■ Input material:
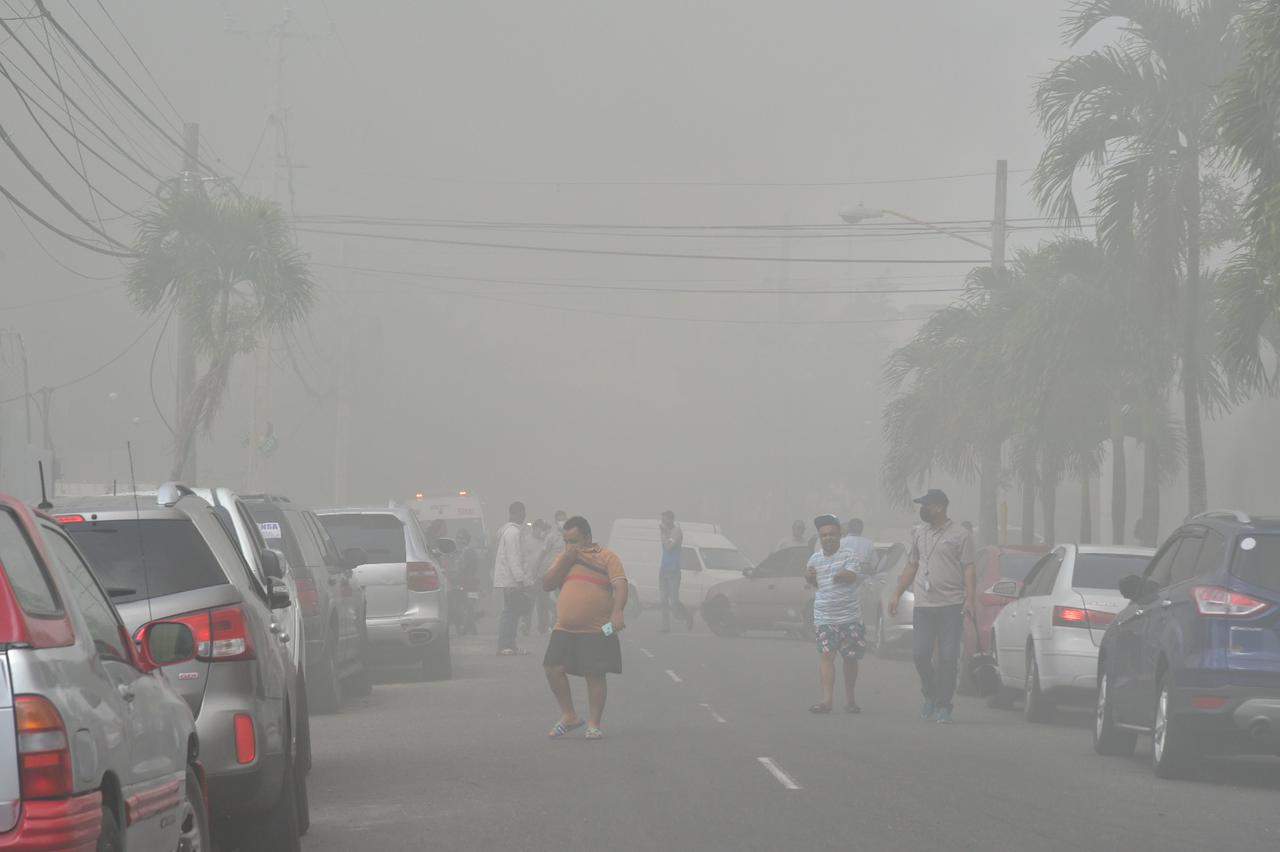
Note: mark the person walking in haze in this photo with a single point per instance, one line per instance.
(837, 617)
(941, 572)
(668, 572)
(512, 576)
(593, 594)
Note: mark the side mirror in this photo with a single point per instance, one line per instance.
(278, 596)
(272, 566)
(167, 644)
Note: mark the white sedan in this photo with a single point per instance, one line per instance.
(1047, 636)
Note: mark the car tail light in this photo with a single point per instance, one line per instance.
(421, 576)
(1080, 617)
(246, 740)
(222, 635)
(44, 751)
(307, 596)
(1215, 600)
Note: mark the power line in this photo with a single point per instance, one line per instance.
(618, 252)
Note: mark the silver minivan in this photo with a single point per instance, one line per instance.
(96, 750)
(172, 557)
(406, 594)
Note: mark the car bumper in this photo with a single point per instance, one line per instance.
(63, 824)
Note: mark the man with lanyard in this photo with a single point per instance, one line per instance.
(941, 572)
(837, 618)
(668, 572)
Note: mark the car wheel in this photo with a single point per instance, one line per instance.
(109, 837)
(325, 694)
(438, 663)
(195, 823)
(1107, 738)
(1174, 750)
(1036, 705)
(720, 618)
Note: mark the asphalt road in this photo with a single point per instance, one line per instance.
(708, 746)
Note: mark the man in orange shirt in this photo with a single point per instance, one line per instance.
(593, 592)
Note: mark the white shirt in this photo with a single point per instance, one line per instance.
(510, 566)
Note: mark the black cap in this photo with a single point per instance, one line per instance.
(933, 498)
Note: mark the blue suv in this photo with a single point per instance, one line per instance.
(1194, 658)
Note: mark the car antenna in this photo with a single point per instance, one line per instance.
(45, 505)
(137, 518)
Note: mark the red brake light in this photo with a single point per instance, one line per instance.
(1215, 600)
(44, 751)
(421, 576)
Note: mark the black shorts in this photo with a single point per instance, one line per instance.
(584, 654)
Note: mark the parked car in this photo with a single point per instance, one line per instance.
(771, 596)
(406, 592)
(1194, 658)
(173, 558)
(1047, 635)
(96, 750)
(887, 633)
(332, 603)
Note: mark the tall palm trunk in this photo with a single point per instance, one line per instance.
(1119, 473)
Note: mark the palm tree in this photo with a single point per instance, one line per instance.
(1138, 115)
(228, 266)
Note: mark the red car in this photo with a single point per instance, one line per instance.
(995, 563)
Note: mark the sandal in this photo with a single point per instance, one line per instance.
(561, 729)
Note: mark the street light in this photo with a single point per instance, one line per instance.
(860, 214)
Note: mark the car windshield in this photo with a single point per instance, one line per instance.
(160, 555)
(1105, 571)
(1258, 563)
(380, 536)
(723, 559)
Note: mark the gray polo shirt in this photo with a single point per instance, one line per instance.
(942, 555)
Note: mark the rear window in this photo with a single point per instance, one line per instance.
(1257, 560)
(177, 557)
(380, 536)
(1105, 571)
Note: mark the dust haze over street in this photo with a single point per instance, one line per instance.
(456, 349)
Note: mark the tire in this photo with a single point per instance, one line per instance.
(1107, 738)
(438, 663)
(325, 695)
(1174, 750)
(195, 836)
(1037, 706)
(109, 837)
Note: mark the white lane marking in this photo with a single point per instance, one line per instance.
(777, 773)
(714, 715)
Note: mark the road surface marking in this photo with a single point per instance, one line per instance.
(777, 773)
(714, 715)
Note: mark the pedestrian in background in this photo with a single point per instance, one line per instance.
(593, 594)
(512, 576)
(837, 618)
(941, 573)
(668, 572)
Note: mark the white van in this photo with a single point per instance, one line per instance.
(705, 558)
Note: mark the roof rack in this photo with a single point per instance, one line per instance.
(1235, 514)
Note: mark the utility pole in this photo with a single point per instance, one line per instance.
(184, 454)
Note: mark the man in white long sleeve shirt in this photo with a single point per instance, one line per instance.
(511, 573)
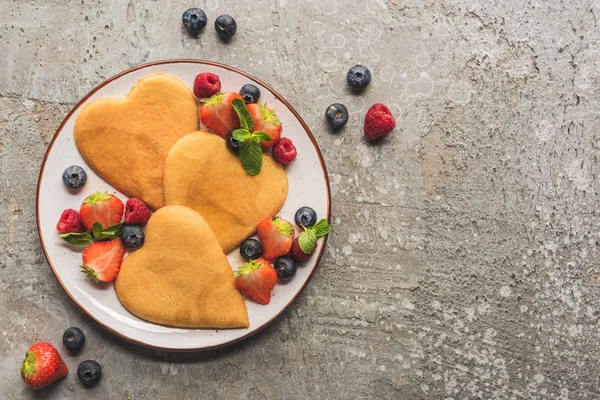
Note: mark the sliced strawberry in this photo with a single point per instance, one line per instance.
(217, 114)
(102, 260)
(256, 279)
(276, 235)
(265, 120)
(103, 208)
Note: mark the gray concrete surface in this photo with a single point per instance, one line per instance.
(463, 262)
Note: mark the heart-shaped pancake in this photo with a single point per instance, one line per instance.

■ Description of the task:
Omit the images and transcribe all of the records above word for word.

■ Exercise response:
Note: mark the person walking in haze in this photo with a single point per instance, one line per instance.
(837, 617)
(941, 572)
(668, 572)
(512, 576)
(593, 594)
Note: mark the side mirror in this photo with a single point per instance, one line per instance.
(278, 596)
(272, 566)
(167, 644)
Note: mark the white sedan in this photo with a single point per instance, one line per instance.
(1047, 636)
Note: mark the car tail light in this photo with a single point per instance, one line per instance.
(421, 576)
(1080, 617)
(246, 740)
(222, 635)
(44, 751)
(307, 596)
(1215, 600)
Note: mark the power line in this photo with a single point per instance, one line per instance.
(618, 252)
Note: mark the silver minivan in this photo with a single point per instance, one line per instance.
(96, 750)
(172, 557)
(406, 594)
Note: mark the car bumper in this photo with a single point per instance, one line per instance.
(63, 824)
Note: mark the man with lanyard in this photo with a single point per instance, one line per instance.
(941, 572)
(837, 618)
(668, 572)
Note: mark the car wheel in this photo with a single point per instance, one line per instance.
(109, 837)
(325, 694)
(438, 663)
(195, 823)
(1107, 738)
(1174, 750)
(1036, 705)
(720, 618)
Note: mark the asphalt road in this photo with a single point per instance, one line per instance.
(708, 746)
Note: mark the man in orange shirt in this photo with a single point per instance, one line per instance.
(593, 592)
Note: mark the white shirt in this photo with a single point per instance, one line per instance.
(510, 566)
Note: mark the black cap in this photo with a single point per instance, one line per instance.
(933, 498)
Note: mark the blue suv in this photo with a single point per instance, one line per instance.
(1194, 658)
Note: mark the car antenna in this photo with a single point per instance, one line per instance.
(45, 505)
(137, 518)
Note: mark the red brake light in this photo with a single point per instance, one line per instance.
(1215, 600)
(44, 751)
(421, 576)
Note: mark the black shorts in this photo with a single point per instance, one line per instance.
(584, 654)
Note: mark the parked car in this photo with a single point per instance, one line per instance.
(771, 596)
(406, 592)
(1194, 658)
(173, 558)
(1047, 635)
(96, 750)
(887, 633)
(332, 603)
Note: mark the tall palm trunk in this photo with a single point per instance, one line per instance.
(1119, 473)
Note: mark the palm tree in this photo with a single point per instance, one line per instance.
(1138, 115)
(228, 266)
Note: mark the red car in this photo with a single point per instance, one line per instance.
(995, 563)
Note: mark the sandal in this photo with a single point per instance, one line per instance.
(561, 729)
Note: mark the street light in this photo with a single point per instance, one line per instance.
(860, 214)
Note: mark the car windshield in this photo with a single point per instance, one line per instance.
(160, 555)
(1105, 571)
(1258, 563)
(380, 536)
(723, 559)
Note: mark the gray polo shirt in this photo with a single point per instance, one line per instance.
(942, 555)
Note: mark the rear window in this photo with a single point per instance, one line per instance.
(1257, 560)
(177, 557)
(380, 536)
(1105, 571)
Note: mark the dust haze over street in this photo with a single point per instance, one line per instance.
(456, 349)
Note: mark the tire in this photo with a single point per instance, one line per instance.
(1107, 738)
(438, 663)
(325, 695)
(1174, 750)
(195, 836)
(1037, 706)
(109, 837)
Note: mark the white lane marking in this photo with a single point per instance, one line per instance.
(777, 773)
(714, 715)
Note: mark the road surface marking in this photo with a single point per instance, one line per instance.
(777, 773)
(714, 715)
Note: mark the pedestrian in background in this photo with a single point per instance, one line per instance.
(593, 594)
(512, 576)
(837, 618)
(941, 573)
(668, 572)
Note: mark the white van in this photo with a single point per instance, one line per instance.
(705, 558)
Note: mark the roof rack in this photo with a single point per instance, one line per instance.
(1235, 514)
Note: mark the utility pole in this photo with a single point per instance, one line per instance.
(184, 454)
Note: mark the man in white long sleeve shirt in this photo with a single point per instance, one line per instance.
(511, 573)
Note: mark the sliced strawberry in this photo with a single point per instance, one line per instance.
(217, 114)
(102, 260)
(256, 279)
(276, 235)
(265, 120)
(103, 208)
Note: mark the gray concrete surface in this photo with a single point per instance, one line per instance.
(463, 262)
Note: mark the heart-shaped pancake in this photo with a single point per instance, one line per instance.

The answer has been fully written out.